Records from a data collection
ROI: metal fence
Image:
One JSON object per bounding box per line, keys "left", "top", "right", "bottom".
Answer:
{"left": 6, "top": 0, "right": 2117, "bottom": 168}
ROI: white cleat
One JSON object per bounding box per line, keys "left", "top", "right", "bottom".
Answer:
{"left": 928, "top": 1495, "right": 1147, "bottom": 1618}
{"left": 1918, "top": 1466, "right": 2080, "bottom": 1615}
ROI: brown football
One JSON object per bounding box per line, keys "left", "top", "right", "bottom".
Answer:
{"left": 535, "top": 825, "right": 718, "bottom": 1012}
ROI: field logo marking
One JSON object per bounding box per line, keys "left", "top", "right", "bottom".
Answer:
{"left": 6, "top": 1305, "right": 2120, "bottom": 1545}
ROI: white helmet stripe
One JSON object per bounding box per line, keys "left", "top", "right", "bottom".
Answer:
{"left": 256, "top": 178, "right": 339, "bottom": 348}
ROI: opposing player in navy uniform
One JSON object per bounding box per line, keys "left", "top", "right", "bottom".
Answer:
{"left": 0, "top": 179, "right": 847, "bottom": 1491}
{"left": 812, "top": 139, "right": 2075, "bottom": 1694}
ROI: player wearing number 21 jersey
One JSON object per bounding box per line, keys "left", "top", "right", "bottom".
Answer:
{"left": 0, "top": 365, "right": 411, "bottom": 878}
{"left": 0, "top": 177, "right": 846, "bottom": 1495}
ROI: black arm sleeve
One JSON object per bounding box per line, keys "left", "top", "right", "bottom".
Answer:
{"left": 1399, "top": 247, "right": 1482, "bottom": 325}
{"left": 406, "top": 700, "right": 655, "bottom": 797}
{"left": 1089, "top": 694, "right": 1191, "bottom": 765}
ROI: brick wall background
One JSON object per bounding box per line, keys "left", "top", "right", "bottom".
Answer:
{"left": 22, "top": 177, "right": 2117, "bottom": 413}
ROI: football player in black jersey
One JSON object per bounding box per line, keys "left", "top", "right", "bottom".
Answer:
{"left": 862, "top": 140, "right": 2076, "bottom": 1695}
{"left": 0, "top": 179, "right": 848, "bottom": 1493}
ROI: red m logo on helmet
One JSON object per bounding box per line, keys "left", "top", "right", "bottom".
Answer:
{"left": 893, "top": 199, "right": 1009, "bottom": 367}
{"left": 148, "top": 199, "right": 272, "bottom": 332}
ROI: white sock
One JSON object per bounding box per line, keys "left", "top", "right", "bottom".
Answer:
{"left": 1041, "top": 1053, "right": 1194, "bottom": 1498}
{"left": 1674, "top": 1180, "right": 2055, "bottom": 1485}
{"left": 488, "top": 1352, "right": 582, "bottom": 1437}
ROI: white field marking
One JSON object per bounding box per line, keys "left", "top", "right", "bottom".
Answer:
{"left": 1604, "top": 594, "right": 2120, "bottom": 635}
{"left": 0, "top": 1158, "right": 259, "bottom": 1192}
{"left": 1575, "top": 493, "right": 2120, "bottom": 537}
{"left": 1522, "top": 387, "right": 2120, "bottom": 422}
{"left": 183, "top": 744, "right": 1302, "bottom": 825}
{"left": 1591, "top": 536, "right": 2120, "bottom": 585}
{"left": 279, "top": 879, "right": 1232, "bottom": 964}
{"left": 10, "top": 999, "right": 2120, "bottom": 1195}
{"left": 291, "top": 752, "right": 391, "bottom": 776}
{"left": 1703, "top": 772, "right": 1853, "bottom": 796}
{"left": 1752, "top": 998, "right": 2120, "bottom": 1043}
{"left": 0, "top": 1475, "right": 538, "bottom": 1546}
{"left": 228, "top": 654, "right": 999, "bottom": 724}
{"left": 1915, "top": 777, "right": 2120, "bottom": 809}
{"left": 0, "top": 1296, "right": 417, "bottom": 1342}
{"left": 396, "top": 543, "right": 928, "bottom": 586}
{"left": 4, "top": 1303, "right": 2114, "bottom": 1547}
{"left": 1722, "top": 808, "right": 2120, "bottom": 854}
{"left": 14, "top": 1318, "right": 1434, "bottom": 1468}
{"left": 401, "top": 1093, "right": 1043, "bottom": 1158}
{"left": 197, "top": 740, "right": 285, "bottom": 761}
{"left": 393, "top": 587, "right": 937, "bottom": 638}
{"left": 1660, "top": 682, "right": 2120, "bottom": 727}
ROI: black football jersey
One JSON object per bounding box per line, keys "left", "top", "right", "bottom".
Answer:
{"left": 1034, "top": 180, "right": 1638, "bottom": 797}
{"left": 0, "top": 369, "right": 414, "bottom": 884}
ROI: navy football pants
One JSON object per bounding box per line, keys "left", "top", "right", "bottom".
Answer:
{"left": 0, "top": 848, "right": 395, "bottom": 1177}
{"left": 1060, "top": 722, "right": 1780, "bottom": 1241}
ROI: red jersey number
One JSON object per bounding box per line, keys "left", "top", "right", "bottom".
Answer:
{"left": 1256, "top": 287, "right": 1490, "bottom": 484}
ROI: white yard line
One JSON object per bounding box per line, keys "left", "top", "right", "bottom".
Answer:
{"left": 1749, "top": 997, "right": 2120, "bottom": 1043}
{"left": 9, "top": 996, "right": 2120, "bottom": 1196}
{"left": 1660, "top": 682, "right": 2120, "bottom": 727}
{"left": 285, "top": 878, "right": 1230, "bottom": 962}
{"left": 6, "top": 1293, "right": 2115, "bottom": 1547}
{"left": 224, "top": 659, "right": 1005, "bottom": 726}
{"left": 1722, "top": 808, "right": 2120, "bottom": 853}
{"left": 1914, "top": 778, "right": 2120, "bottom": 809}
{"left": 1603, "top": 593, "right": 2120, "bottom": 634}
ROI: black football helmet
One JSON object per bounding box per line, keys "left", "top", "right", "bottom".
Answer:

Task to complete
Return every line from the records above that holds the word "helmet".

Output for this task
ROI: white helmet stripe
ROI: red m logo on helmet
ROI: black football helmet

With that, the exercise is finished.